### Rows

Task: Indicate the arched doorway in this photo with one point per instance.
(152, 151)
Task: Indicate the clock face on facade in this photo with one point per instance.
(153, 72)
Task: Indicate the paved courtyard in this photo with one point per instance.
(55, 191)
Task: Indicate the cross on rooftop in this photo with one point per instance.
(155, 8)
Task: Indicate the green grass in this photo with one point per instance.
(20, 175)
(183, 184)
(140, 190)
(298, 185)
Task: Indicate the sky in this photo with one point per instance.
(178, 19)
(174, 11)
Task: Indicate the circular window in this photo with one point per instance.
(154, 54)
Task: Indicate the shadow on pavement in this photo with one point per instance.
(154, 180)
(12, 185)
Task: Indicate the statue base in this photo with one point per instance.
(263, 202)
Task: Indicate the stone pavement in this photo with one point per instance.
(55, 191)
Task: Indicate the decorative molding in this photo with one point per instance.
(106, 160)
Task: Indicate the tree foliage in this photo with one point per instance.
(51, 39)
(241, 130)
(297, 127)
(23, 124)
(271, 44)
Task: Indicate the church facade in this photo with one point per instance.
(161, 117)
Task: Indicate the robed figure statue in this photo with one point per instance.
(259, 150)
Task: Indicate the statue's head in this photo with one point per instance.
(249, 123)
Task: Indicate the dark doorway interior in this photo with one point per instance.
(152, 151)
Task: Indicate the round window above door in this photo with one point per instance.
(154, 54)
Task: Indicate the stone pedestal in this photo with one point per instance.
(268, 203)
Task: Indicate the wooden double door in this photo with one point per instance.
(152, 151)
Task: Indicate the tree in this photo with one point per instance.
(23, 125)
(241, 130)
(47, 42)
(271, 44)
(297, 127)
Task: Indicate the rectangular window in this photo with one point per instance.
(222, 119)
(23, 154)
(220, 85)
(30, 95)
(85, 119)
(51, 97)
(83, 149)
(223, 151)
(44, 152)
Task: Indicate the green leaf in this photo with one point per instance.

######

Your task is to repeat every entry exactly.

Task: Indicate the arched doorway in this photo with one point per instance.
(152, 151)
Task: Indicate the clock face on facade in this photo with one point per instance.
(153, 72)
Task: Indicate the paved courtyard in this photo with one point per instance.
(55, 191)
Task: Indicate the cross on rooftop in this photo with one point per instance.
(155, 8)
Task: Indicate the green grass in this photo with one point per instance.
(20, 175)
(183, 184)
(140, 190)
(298, 185)
Task: Indicate the sky in this photo with one point per instance.
(178, 19)
(174, 11)
Task: Indicate the circular window in this photo with one point per instance.
(154, 54)
Task: Indicate the shadow on pavement in this photo with one point per instance.
(154, 180)
(12, 185)
Task: Indicate the statue base in this photo with one point per instance.
(263, 202)
Task: Indicate the stone pavement in this photo with one point per instance.
(55, 191)
Task: Indicate the decorative molding in this photo with one point per instance.
(106, 160)
Task: Indicate the tree foliage in this photo with one point per instance.
(51, 39)
(241, 130)
(297, 127)
(23, 124)
(271, 44)
Task: Indicate the church facade in this photo with one point per instance.
(161, 117)
Task: Indicate the robed figure statue in this photo with one point per instance.
(259, 150)
Task: Indicate the statue's head in this photo with one point per instance.
(249, 123)
Task: Indicate the dark doorway interior in this photo with one point per instance.
(152, 151)
Task: Indicate the round window above door in this photo with one point per instance.
(154, 54)
Task: Indicate the stone pedestal in this photo with one point per instance.
(268, 203)
Task: Indicate the wooden double door in this photo with one point per instance.
(152, 151)
Task: Indicate the tree in this photo with one point per instance.
(23, 125)
(241, 130)
(47, 42)
(271, 44)
(297, 127)
Task: Indicate the rectangular window in this photo with one point per instance.
(222, 119)
(23, 154)
(220, 85)
(30, 95)
(85, 119)
(51, 97)
(83, 149)
(223, 151)
(44, 152)
Task: Indicate the green leaf in this photo with one point per instance.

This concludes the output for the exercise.